* _What is asked_
Reproduce the parallel processing passage word for word, between "Parallel computing is" and "# multiprocessing.set_start_method('fork')", inclusive.

* _Document passage_
Almost all modern computer processing units have multiple processing *cores*. To utilise the full performance of a processor, operations need to be performed in *parallel*, i.e. each processing core is given a task to perform.

Parallel computing is a very rich and technical area. To help exploit multi-core systems there are libraries that support parallel processing. Below is a simple example using the Python `multiprocessing` library.

In [7]:
import multiprocessing

# On some operaring systems, you may need to uncomment the below line
# multiprocessing.set_start_method('fork')

def f(task):
    """A function that print the input argument and the id for the process that executes the function"""
    print(f"Task index {task}, process id: {multiprocessing.current_process()}\n")
     
    return str(multiprocessing.current_process())
        
        
# Using 3 'processes', execute the function 'f' four times (each time with a different argument)  
with multiprocessing.Pool(processes=3) as p:
    procs = p.map(f, [0, 1, 2, 3])  # Call function mysort three times
    
    print("Returned data (a list)") 
    print(procs)

Task index 2, process id: <ForkProcess name='ForkPoolWorker-3' parent=999 started daemon>
Task index 0, process id: <ForkProcess name='ForkPoolWorker-1' parent=999 started daemon>
Task index 1, process id: <ForkProcess name='ForkPoolWorker-2' parent=999 started daemon>



Task index 3, process id: <ForkProcess name='ForkPoolWorker-3' parent=999 started daemon>

Returned data (a list)
["<ForkProcess name='ForkPoolWorker-1' parent=999 started daemon>", "<ForkProcess name='ForkPoolWorker-2' parent=999 started daemon>", "<ForkProcess name='ForkPoolWorker-3' parent=999 started daemon>", "<ForkProcess name='ForkPoolWorker-3' parent=999 started daemon>"]


Consider the below code that creates a list of lists of sorted numbers.

In [8]:
def mysort(N):
    """Create a randomly ordered list of integers of length N, and return the sorted list"""
    # Create randomly ordered list
    x = random.sample(range(0, N), N)
 
    # Return sorted list of numbers
    return sorted(x)

def sorted_lists(N, p):
    """Create a list of sorted lists"""
    data = []
    for i in range(p):
        data.append(mysort(N))

%time x = sorted_lists(1000000, 5)

CPU times: user 6.91 s, sys: 434 ms, total: 7.34 s
Wall time: 7.72 s


Use the `multiprocessing` module to perform the above operation in parallel. Investigate how the processing time changes with the number of processes, and in particular the average time per 'create and sort operation' when changing the number of processes.

In [9]:
...

Ellipsis

* _Information supplied_
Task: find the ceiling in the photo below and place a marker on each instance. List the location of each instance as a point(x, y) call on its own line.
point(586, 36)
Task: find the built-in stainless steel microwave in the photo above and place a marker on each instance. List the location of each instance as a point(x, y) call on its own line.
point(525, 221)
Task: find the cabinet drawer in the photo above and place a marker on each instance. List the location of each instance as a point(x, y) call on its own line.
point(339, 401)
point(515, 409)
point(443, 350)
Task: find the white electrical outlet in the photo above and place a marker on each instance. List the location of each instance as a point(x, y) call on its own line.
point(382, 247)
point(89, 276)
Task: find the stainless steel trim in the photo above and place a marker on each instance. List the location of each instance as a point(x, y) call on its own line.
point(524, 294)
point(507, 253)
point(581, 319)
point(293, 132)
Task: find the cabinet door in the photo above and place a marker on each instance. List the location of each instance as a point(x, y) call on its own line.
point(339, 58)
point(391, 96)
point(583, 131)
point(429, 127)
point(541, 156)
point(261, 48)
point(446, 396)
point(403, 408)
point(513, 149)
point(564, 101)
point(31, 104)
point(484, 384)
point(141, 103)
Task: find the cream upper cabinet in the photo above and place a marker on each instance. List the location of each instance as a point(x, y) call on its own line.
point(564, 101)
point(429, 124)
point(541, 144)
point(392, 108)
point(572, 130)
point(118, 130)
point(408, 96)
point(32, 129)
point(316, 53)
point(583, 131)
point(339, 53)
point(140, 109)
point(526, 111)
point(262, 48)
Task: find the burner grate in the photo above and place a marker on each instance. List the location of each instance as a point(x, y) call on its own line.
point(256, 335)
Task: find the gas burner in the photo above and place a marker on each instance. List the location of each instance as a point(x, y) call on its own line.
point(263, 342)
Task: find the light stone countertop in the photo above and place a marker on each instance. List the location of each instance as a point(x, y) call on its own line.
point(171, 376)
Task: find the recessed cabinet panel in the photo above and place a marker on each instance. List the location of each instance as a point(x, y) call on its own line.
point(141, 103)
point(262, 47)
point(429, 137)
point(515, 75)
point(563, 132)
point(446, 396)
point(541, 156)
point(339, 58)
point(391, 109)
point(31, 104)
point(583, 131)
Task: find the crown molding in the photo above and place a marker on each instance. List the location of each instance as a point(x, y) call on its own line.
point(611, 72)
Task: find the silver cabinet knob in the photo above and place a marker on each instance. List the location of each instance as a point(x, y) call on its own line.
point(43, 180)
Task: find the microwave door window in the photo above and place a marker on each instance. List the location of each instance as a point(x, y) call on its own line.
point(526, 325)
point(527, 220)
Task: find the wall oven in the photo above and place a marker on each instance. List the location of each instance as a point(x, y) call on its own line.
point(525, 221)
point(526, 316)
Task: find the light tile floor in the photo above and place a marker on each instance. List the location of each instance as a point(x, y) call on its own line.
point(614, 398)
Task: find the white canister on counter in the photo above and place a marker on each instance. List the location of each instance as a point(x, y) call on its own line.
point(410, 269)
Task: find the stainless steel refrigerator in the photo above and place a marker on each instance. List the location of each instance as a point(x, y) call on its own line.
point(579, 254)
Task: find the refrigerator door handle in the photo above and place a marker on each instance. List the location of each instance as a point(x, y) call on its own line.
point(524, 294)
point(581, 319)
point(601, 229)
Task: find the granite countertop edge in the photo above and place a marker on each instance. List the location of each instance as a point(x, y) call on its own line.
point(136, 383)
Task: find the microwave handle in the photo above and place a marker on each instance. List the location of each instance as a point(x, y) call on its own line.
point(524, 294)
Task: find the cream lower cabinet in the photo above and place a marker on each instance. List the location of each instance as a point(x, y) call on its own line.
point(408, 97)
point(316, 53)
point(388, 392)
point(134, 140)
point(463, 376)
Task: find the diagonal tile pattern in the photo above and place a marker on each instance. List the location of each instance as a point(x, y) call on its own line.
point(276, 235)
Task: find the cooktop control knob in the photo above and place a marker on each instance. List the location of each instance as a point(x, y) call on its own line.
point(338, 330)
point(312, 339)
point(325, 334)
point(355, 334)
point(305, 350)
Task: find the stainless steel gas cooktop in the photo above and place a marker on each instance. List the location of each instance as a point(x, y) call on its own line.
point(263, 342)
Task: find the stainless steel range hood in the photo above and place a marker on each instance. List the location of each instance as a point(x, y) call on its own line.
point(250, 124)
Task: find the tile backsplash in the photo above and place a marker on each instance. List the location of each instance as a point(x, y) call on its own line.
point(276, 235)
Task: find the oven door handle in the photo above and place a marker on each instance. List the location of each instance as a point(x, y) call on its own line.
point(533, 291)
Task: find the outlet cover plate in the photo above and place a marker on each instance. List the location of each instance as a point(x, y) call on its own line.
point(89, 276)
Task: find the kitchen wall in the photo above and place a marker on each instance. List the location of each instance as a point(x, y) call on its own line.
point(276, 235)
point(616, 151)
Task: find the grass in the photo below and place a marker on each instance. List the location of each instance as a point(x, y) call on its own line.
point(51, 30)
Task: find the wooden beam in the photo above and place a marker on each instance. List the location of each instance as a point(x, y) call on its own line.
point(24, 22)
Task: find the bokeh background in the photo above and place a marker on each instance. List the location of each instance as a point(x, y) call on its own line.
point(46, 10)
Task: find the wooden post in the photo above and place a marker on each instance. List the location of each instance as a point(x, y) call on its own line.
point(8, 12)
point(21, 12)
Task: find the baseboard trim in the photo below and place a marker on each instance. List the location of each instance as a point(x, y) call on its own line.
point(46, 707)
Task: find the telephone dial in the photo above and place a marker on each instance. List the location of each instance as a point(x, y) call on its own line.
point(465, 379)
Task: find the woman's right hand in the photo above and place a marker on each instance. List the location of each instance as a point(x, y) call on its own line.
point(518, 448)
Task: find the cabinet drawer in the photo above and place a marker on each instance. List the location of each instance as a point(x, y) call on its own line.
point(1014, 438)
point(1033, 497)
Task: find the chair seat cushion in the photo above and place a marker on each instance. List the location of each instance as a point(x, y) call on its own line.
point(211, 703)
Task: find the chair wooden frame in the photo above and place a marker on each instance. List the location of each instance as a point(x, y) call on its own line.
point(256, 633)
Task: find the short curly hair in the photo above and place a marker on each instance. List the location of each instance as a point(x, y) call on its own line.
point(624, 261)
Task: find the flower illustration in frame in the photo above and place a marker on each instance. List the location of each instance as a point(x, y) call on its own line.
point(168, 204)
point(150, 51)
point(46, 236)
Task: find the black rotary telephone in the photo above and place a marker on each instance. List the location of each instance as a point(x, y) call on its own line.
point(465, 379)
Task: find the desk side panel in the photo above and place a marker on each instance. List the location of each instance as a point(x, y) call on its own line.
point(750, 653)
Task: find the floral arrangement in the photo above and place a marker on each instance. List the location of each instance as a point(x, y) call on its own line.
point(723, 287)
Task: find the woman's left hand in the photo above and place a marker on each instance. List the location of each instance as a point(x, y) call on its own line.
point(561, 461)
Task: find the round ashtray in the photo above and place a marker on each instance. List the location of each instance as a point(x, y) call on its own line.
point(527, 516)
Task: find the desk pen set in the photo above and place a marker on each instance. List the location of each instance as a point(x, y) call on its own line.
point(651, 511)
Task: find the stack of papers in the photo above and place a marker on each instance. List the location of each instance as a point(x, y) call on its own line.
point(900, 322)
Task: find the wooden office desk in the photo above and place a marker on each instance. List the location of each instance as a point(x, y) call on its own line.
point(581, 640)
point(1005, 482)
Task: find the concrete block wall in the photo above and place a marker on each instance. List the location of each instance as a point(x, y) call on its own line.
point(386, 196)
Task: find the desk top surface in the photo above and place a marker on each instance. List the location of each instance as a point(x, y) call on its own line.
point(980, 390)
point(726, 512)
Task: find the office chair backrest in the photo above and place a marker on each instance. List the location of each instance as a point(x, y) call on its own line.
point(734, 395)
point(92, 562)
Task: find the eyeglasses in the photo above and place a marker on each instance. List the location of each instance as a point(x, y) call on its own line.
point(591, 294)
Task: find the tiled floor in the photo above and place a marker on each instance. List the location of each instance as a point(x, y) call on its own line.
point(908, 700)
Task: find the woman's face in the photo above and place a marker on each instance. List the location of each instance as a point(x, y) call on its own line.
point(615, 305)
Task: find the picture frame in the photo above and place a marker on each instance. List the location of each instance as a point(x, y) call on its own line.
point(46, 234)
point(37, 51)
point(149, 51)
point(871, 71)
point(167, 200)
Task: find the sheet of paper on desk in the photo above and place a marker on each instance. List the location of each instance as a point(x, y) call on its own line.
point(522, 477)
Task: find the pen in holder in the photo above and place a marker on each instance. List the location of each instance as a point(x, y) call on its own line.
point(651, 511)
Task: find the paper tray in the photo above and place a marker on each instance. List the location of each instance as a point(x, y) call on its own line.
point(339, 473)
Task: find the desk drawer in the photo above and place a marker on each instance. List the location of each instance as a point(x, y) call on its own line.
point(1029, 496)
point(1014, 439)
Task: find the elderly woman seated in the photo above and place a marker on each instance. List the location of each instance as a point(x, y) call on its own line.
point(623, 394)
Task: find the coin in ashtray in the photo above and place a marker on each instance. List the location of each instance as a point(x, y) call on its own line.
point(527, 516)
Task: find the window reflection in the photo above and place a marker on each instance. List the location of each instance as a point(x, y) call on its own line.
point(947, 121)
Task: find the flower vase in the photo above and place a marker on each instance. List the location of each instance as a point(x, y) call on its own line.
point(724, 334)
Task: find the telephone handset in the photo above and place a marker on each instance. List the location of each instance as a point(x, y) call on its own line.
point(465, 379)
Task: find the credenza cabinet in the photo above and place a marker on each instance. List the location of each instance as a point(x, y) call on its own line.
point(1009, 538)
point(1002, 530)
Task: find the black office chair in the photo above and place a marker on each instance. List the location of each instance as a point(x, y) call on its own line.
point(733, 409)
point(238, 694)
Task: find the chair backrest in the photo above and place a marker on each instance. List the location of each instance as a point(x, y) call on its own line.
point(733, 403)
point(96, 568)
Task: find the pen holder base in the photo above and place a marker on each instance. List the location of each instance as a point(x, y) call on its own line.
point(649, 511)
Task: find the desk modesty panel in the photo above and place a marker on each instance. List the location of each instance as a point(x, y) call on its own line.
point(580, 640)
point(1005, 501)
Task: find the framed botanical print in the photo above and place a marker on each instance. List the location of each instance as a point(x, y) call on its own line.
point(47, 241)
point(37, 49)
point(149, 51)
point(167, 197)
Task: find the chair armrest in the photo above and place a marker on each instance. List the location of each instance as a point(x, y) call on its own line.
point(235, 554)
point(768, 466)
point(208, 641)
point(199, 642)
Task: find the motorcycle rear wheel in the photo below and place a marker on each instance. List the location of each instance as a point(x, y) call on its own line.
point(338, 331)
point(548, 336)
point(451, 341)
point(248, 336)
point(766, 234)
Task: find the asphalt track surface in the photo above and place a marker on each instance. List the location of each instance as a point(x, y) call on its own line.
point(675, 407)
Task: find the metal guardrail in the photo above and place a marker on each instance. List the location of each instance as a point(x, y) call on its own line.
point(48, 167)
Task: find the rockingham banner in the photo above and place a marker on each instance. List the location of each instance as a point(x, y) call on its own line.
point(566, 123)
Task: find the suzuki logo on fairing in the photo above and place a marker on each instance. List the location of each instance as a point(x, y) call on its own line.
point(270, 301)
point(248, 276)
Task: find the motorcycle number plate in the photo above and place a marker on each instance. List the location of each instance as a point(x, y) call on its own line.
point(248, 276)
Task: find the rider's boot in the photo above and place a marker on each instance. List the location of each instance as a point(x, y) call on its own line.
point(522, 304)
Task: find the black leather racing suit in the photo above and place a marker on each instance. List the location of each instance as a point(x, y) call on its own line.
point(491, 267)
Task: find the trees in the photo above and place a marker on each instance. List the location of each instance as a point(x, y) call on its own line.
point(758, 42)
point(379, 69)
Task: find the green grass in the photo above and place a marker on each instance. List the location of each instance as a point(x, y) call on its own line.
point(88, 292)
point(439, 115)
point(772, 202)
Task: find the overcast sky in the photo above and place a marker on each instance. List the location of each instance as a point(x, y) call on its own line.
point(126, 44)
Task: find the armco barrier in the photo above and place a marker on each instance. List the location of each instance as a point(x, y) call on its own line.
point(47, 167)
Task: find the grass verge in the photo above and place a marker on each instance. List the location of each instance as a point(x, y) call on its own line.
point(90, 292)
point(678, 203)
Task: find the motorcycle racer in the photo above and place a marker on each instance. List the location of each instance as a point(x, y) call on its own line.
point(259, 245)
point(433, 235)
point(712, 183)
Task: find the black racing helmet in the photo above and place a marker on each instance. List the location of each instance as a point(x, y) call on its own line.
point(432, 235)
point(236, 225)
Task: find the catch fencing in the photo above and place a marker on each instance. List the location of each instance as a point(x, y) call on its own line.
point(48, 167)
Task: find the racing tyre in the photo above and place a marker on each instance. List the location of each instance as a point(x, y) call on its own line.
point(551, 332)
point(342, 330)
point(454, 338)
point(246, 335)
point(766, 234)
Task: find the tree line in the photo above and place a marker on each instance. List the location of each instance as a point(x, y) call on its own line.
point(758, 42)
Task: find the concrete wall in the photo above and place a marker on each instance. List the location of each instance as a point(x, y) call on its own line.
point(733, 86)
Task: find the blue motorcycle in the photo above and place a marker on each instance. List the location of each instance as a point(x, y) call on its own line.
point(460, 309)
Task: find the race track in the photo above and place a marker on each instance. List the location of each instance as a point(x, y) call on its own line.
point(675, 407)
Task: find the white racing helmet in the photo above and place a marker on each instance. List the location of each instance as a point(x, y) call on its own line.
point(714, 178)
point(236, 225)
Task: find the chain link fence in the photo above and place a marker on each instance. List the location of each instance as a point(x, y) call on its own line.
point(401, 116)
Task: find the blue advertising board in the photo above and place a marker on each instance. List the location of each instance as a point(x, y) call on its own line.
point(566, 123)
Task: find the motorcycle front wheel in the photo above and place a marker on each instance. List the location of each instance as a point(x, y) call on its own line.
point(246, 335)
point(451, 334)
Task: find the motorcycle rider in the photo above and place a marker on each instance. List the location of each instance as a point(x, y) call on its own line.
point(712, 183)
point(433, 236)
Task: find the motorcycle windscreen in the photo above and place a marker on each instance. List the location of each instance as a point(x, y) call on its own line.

* _Task output_
Parallel computing is a very rich and technical area. To help exploit multi-core systems there are libraries that support parallel processing. Below is a simple example using the Python `multiprocessing` library.

In [7]:
import multiprocessing

# On some operaring systems, you may need to uncomment the below line
# multiprocessing.set_start_method('fork')